Aim of the task: Would you please set down the entries below exactly as shown?
*** Excerpted data Section Begins ***
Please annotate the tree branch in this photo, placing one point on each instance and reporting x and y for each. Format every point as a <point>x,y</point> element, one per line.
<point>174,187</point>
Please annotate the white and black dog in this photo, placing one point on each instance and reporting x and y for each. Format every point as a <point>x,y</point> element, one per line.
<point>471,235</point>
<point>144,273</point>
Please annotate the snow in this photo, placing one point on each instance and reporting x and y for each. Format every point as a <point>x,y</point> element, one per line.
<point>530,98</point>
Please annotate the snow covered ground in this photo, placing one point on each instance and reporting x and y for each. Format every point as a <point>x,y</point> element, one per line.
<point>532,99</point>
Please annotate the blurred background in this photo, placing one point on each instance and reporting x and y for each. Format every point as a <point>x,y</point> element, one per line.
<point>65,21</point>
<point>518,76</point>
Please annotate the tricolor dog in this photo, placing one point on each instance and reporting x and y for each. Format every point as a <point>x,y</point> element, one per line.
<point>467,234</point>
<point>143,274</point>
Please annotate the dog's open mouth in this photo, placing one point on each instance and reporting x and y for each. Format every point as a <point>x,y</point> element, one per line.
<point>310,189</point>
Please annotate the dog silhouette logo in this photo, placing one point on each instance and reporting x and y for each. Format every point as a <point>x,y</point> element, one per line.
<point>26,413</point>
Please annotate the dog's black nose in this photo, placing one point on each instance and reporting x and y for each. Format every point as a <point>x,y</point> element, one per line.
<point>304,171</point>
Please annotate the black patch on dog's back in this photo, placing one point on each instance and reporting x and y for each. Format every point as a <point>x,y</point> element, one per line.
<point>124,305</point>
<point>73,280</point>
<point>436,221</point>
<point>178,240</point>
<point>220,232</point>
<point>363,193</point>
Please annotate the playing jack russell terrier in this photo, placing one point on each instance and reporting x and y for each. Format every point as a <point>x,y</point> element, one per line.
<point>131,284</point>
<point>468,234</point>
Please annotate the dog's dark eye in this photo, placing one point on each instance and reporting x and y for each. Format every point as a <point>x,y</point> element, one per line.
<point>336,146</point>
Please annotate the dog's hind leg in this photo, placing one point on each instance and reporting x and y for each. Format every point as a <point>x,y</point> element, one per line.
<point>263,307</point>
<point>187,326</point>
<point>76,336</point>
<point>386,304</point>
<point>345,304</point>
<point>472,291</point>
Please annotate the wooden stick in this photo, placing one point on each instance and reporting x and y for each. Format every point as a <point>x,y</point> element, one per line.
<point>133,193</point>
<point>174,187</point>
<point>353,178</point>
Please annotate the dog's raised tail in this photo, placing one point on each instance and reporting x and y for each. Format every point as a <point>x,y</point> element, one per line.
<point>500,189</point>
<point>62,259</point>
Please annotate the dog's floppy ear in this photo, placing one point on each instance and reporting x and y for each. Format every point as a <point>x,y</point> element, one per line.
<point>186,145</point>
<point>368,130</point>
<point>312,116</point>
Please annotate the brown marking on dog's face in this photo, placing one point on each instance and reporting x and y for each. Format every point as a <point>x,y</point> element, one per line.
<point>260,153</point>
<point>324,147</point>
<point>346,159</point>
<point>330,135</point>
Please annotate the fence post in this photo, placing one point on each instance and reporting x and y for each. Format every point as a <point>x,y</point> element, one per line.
*** Excerpted data Section Ends ***
Solution:
Please annotate the tree branch in this photo, placing one point on each instance and reporting x and y for each. Format every point as a <point>x,y</point> element, one per line.
<point>174,187</point>
Please annotate the white and black dog in this photo, placing one point on each instance and reporting x and y for each. Format every point as a <point>x,y</point> element, one per line.
<point>471,235</point>
<point>144,273</point>
Please annotate the snow in this photo, placing one point on each instance and reporting x and y for each. Format every point as a <point>x,y</point> element, one per line.
<point>530,98</point>
Please annotate the snow covered ground in this photo, placing one point on each instance and reporting x and y for each. Format every point as a <point>x,y</point> element, one per line.
<point>532,99</point>
Please annotate the blurred background in this photo, placing one point on each instance and reporting x and y for each. Format every point as a <point>x,y</point> element, one per line.
<point>65,21</point>
<point>518,76</point>
Please annotate the tricolor dog in this photo, placing one point on each instance and reporting x and y for each. Format every point as a <point>x,y</point> element, one per line.
<point>467,234</point>
<point>143,274</point>
Please annotate the dog's open mouth in this photo, placing one point on each instance and reporting x and y for each. Format every point as a <point>x,y</point> element, one per line.
<point>310,189</point>
Please annotate the dog silhouette logo in this photo, placing one point on each instance and reporting x and y for each. Format every point as a <point>x,y</point> element, one per line.
<point>26,413</point>
Please annotate the dog's black nose in this photo, placing one point on each instance and reporting x and y for each. Format every point as a <point>x,y</point> element, one per line.
<point>304,171</point>
Please annotate the black patch on dog's back in this photo, placing one point on each instance and reporting x and y for each. Format every point as a <point>x,y</point> element, one per line.
<point>124,305</point>
<point>73,280</point>
<point>436,221</point>
<point>178,240</point>
<point>220,232</point>
<point>363,193</point>
Please annotate the playing jack russell terrier in this photo, placing one point on each instance and reporting x and y for each. Format every point as a <point>x,y</point> element, one per line.
<point>131,284</point>
<point>468,234</point>
Please annotate the dog's dark eye in this photo, placing one point on each instance and reporting x and y for each. Format every point as a <point>x,y</point> element, one per line.
<point>336,146</point>
Please annotate the dog's hind leg in this photo, placing one point on each instance and reporting x and y for each. Format every point as a <point>x,y</point> element, one per line.
<point>263,307</point>
<point>187,326</point>
<point>76,336</point>
<point>386,304</point>
<point>345,304</point>
<point>472,291</point>
Please annotate the wooden stick in this photo, placing one point on each instance and reporting x and y for each. Format every point as a <point>x,y</point> element, one per line.
<point>133,193</point>
<point>174,187</point>
<point>353,178</point>
Please annotate the dog's raised tail in this photo, placing one point on each instance and reporting x and y for each. Format every point as a <point>x,y</point> element, one per line.
<point>500,189</point>
<point>62,259</point>
Please annotate the dog's floppy ear in this photo, placing one point on each instance and reporting x and y for each. Format every point as a <point>x,y</point> element, one per line.
<point>186,145</point>
<point>368,130</point>
<point>312,116</point>
Please annotate the brown marking on dog's face in this photo, placing one point on each instance and reporting x and y for each. Format every point as a <point>x,y</point> element, one per line.
<point>260,153</point>
<point>324,147</point>
<point>346,159</point>
<point>330,135</point>
Please annotate the fence post in this photo, placing one point on each instance and reporting x and y for each. Format every point as a <point>x,y</point> element, one per line.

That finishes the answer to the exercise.